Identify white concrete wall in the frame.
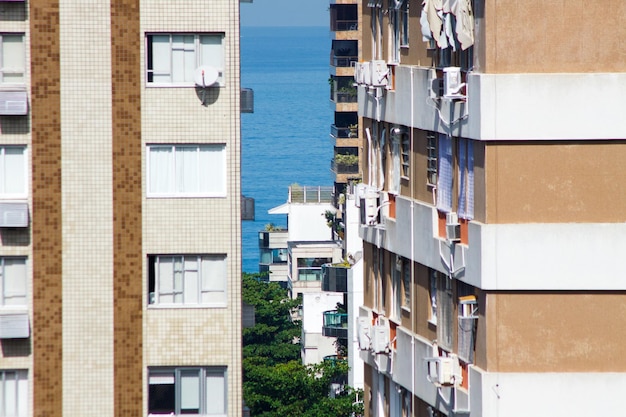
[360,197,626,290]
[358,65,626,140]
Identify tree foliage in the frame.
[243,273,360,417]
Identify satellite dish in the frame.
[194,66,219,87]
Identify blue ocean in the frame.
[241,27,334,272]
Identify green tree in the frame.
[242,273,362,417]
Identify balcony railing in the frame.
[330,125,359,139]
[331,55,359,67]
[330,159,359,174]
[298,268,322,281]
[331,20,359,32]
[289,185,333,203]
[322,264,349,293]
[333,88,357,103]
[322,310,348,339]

* * *

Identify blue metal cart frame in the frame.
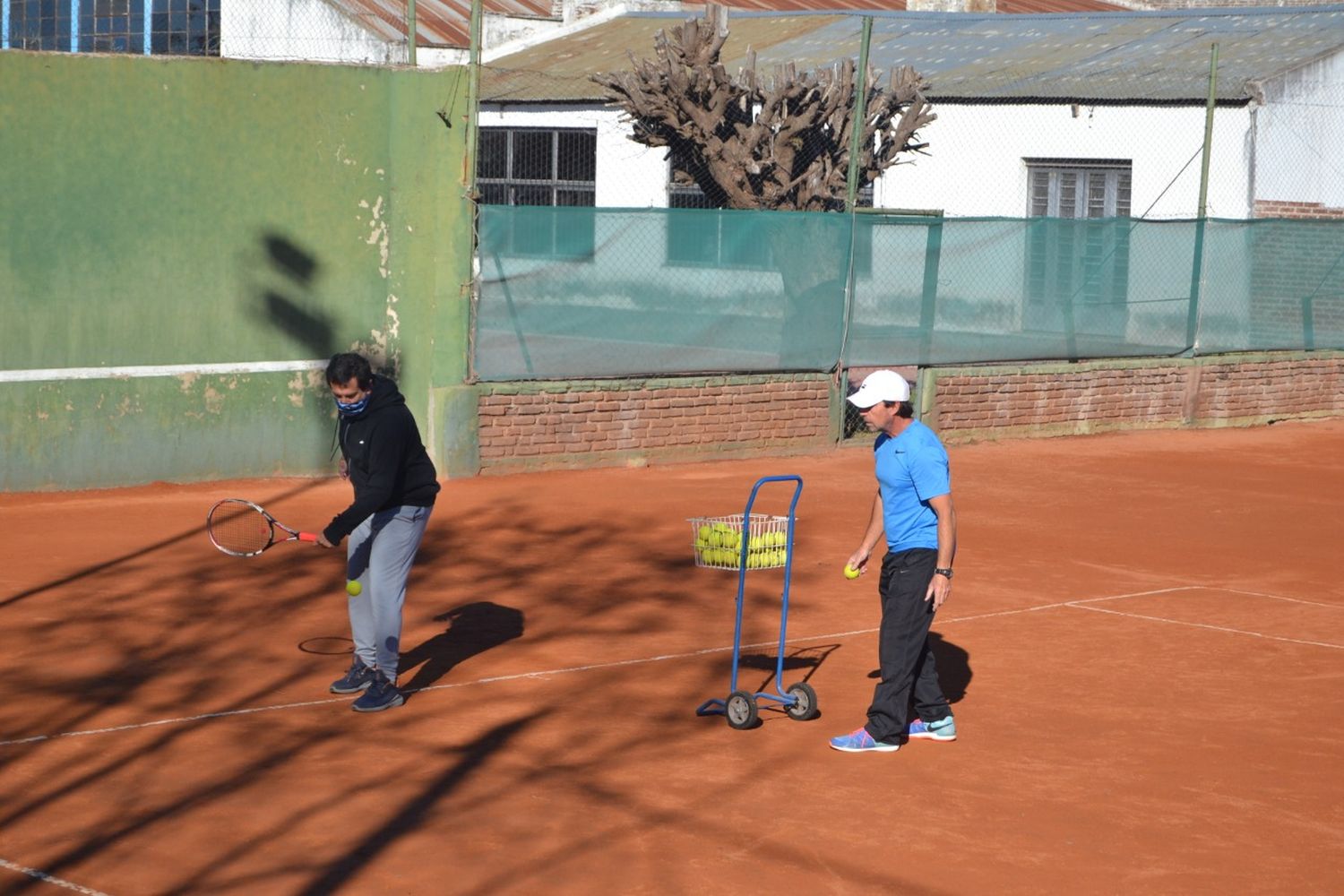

#### GOAL
Switch "balcony railing" to "balcony fence" in the part of the data that opens with the line containing "Identify white concrete wall in the frame." and closes with the line containing "[322,310,348,339]", changing nothing else. Leave the pictures out of your answer.

#### OUTPUT OF THE EXERCISE
Identify white concrete wall in the frame.
[360,197,626,290]
[358,65,626,140]
Identify tree foliage in the frame.
[243,273,360,417]
Identify satellite dish in the frame.
[194,66,219,87]
Identify blue ocean in the frame.
[241,27,334,272]
Identify green tree in the frame.
[242,273,362,417]
Identify balcony fence in the frame.
[330,125,359,139]
[331,55,359,67]
[330,159,359,174]
[298,268,322,281]
[331,20,359,32]
[289,185,333,203]
[322,264,349,293]
[333,88,357,103]
[322,310,348,339]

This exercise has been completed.